6. The core principles outlined above should uniformly apply to negotiations on an orderly withdrawal, preliminary discussions on the future relationship framework, and any transitional arrangements.

7. The two-year timeframe stipulated in Article 50 TEU concludes on March 29, 2019.

Note that Article 50(3) allows the withdrawal agreement to set a different date (potentially earlier or later), and the UK and remaining EU, through a unanimous vote, can extend the deadline.

III. Agreement on arrangements for an orderly withdrawal

8. The right of every EU citizen and their families to live, work, or study in any EU Member State is a cornerstone of the European Union. This right, along with others granted under EU law, has shaped countless lives and decisions. Negotiations will prioritize agreeing on reciprocal guarantees to safeguard the status and situations of EU and UK citizens, and their families, impacted by the UK’s withdrawal on the withdrawal date. These guarantees must be enforceable and non-discriminatory.

Both the EU and the UK prioritize an early agreement on citizens’ rights. The EU clearly intends to address this in the Article 50 talks, contrary to some claims. The ’non-discriminatory’ principle confirms that bilateral talks on this issue, as some anticipated, won’t occur. While some argue the EU lacks legal authority to regulate non-EU citizens, Articles 77-79 TFEU grant such powers, and the EU has enacted relevant legislation. Furthermore, it’s arguable that Article 50 empowers the EU to negotiate any issue stemming from the withdrawing Member State’s EU membership—the status of UK and EU citizens being a prime example.

Task instructions
1. Rewrite everything in the entries from the line containing "Can you find the dry" down to the end of the entries, keeping each line, requests included, but shifting every pixel coordinate by -138.
2. Resume the text on the Brexit withdrawal negotiations, picking up right after its last sentence.
The entries that follow are unrelated to the text on the Brexit withdrawal negotiations.

Material for this exercise
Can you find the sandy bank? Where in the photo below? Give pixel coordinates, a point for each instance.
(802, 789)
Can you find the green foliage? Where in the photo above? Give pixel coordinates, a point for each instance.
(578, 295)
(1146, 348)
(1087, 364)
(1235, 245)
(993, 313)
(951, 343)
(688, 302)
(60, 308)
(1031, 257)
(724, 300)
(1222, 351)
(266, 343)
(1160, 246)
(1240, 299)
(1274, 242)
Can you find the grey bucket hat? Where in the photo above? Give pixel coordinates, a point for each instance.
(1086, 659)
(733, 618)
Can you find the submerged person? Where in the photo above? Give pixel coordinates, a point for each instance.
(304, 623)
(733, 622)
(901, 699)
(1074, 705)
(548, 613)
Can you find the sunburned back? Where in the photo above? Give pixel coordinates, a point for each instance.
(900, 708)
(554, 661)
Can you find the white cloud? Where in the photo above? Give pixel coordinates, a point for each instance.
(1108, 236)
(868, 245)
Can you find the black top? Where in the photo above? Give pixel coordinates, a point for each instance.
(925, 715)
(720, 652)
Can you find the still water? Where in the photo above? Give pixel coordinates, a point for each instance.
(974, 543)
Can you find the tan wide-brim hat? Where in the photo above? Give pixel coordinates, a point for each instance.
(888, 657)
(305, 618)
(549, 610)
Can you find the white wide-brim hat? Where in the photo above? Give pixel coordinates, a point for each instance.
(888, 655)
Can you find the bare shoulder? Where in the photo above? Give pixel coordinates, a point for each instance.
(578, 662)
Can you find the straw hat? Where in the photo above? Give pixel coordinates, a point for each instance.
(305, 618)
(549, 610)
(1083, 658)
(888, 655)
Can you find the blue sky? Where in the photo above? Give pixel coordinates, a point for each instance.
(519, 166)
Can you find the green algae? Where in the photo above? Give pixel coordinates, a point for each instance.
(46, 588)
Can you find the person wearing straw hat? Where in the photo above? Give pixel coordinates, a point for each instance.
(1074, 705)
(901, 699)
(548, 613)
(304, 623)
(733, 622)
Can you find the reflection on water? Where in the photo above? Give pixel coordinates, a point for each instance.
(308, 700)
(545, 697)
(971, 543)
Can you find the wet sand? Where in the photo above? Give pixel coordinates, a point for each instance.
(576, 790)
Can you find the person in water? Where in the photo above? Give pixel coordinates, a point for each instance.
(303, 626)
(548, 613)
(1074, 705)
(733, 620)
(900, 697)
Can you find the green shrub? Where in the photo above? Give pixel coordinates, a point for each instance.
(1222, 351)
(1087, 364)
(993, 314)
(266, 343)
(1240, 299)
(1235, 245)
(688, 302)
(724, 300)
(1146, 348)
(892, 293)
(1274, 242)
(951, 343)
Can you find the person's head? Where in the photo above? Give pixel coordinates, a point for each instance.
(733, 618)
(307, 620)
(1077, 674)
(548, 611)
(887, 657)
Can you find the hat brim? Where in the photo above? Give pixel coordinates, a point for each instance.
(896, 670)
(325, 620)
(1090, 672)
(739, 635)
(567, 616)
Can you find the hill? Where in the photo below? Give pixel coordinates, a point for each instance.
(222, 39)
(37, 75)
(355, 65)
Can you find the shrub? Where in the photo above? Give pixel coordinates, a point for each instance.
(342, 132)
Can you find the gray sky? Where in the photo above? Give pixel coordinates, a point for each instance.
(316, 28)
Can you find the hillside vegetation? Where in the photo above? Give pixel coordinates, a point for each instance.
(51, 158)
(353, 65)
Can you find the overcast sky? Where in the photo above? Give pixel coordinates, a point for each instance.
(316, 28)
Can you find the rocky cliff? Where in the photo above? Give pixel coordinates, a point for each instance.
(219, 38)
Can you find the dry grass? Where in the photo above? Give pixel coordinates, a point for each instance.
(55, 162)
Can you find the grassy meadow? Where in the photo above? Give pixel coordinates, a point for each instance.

Answer set
1.
Can you find the dry grass? Where in the photo above? Give pixel coordinates, a point for each instance.
(-83, 24)
Can you find the grassy meadow? Where in the photo above? Give pixel coordinates, a point for each instance.

2.
An ’enforceable’ guarantee doesn’t necessarily imply ECJ involvement. Alternatives include other forms of dispute resolution or a commitment to national law implementation with provisions for dialogue to address arising issues.

Notably, the guidelines omit any reference to the EP-promoted idea of an optional right for UK citizens to retain EU citizenship. The EP draft resolution addresses this but insists on reciprocity (para 27), a condition unlikely to be accepted by the UK government.

9. The UK’s exit will impact EU businesses operating in the UK and vice versa. It may also affect those engaged in contracts, business arrangements, or EU-funded programs based on the presumption of continued UK membership. Negotiations should aim to prevent a legal vacuum once the Treaties cease to apply to the UK and, as far as possible, address uncertainties.

This signals an intent to uphold contracts and legal arrangements established before Brexit Day, which could be relevant for research funding, regional development funds, or agricultural subsidies. It could also support the argument that UK banks with existing licenses to provide financial services within the EU market can retain them.

10. A single financial settlement should ensure both the Union and the UK fulfill their obligations undertaken before the withdrawal date. This settlement should cover all legal and budgetary commitments, including contingent liabilities.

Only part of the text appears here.